Task instructions. Transcribe each line exactly.

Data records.
◇ ◇ ◇ ◇ ◇ ◇ ◇

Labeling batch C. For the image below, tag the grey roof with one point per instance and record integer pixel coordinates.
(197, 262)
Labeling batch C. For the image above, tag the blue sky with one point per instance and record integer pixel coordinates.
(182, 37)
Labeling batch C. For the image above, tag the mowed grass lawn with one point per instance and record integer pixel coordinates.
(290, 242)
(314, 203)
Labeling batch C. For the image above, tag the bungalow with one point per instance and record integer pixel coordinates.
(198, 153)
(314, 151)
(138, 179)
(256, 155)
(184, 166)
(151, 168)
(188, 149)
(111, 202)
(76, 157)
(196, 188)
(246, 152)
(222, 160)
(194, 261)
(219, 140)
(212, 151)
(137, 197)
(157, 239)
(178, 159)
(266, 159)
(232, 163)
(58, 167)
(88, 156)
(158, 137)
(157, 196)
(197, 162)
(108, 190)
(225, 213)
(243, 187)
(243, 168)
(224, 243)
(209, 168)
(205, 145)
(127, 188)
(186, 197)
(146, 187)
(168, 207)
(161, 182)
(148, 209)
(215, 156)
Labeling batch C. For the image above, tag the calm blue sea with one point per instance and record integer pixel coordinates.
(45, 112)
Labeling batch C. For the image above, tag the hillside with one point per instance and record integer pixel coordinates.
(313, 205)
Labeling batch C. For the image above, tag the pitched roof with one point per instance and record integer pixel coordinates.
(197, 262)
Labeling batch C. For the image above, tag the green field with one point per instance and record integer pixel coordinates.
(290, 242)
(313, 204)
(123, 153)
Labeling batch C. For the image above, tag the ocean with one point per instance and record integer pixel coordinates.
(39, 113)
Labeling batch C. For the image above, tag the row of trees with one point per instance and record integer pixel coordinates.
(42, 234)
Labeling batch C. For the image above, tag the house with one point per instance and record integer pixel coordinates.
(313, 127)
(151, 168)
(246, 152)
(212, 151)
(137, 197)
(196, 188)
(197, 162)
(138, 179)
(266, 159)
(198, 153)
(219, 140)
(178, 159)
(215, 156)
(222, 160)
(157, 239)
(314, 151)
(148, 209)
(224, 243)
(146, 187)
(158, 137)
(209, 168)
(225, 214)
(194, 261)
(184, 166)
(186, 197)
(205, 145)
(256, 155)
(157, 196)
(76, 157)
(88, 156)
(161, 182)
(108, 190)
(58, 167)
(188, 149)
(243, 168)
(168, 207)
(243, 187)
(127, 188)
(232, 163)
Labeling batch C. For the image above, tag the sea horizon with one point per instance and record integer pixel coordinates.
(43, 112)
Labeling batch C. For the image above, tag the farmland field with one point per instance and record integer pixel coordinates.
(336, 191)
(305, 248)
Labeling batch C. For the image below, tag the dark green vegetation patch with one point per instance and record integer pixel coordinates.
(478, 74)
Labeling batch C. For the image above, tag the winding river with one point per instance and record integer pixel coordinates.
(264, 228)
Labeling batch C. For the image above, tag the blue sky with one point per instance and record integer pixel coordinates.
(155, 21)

◇ ◇ ◇ ◇ ◇ ◇ ◇

Solution to this problem.
Labeling batch C. For the image below, tag the grey roof with one point per instance and record integer pixel coordinates.
(197, 262)
Labeling batch C. For the image above, tag the blue sky with one point per instance and record integer pixel coordinates.
(182, 37)
Labeling batch C. For the image above, tag the mowed grass lawn with one point per instance and record integer pixel coordinates.
(290, 242)
(314, 203)
Labeling batch C. For the image above, tag the bungalow with one point per instance and record integer pixel coordinates.
(198, 153)
(314, 151)
(138, 179)
(256, 155)
(184, 166)
(151, 168)
(188, 149)
(111, 202)
(76, 157)
(196, 188)
(246, 152)
(222, 160)
(194, 261)
(219, 140)
(212, 151)
(137, 197)
(157, 239)
(178, 159)
(266, 159)
(232, 163)
(58, 167)
(88, 156)
(158, 137)
(157, 196)
(197, 162)
(108, 190)
(225, 213)
(243, 187)
(243, 168)
(224, 243)
(209, 168)
(205, 145)
(127, 188)
(186, 197)
(146, 187)
(168, 207)
(161, 182)
(148, 209)
(215, 156)
Labeling batch C. For the image above, tag the calm blue sea with one point per instance and record integer pixel coordinates.
(45, 112)
Labeling batch C. For the image above, tag the hillside with one point per instance and record integer pixel coordinates.
(313, 205)
Labeling batch C. For the image above, tag the pitched roof with one point per instance and record integer pixel coordinates.
(197, 262)
Labeling batch C. For the image above, tag the green field with one point per instance and record integer pixel coordinates.
(290, 242)
(313, 204)
(123, 153)
Labeling batch C. For the image above, tag the ocean with one point per instance and record integer pixel coordinates.
(39, 113)
Labeling batch C. For the image above, tag the row of trees with one point per instance and record integer pixel coordinates.
(42, 234)
Labeling batch C. For the image above, tag the house with one point per instance and record integer pixel coordinates.
(313, 127)
(151, 168)
(246, 152)
(212, 151)
(137, 197)
(196, 188)
(197, 162)
(138, 179)
(266, 159)
(198, 153)
(219, 140)
(178, 159)
(215, 156)
(222, 160)
(157, 239)
(314, 151)
(148, 209)
(224, 243)
(146, 187)
(158, 137)
(209, 168)
(225, 214)
(194, 261)
(184, 166)
(186, 197)
(205, 145)
(256, 155)
(157, 196)
(76, 157)
(88, 156)
(161, 182)
(108, 190)
(58, 167)
(188, 149)
(243, 168)
(168, 207)
(243, 187)
(127, 188)
(232, 163)
Labeling batch C. For the image above, tag the sea horizon with one point per instance and record integer pixel coordinates.
(43, 112)
Labeling batch C. For the image above, tag the farmland field with one point per instance and record integer pixel coordinates.
(336, 191)
(305, 248)
Labeling batch C. For the image below, tag the dark green vegetation patch with one point per instance and record integer pixel coordinates.
(478, 74)
Labeling batch C. For the image above, tag the winding river with one point per instance and record integer pixel coordinates.
(264, 228)
Labeling batch C. For the image above, tag the blue sky with one point per instance and record integer pixel coordinates.
(155, 21)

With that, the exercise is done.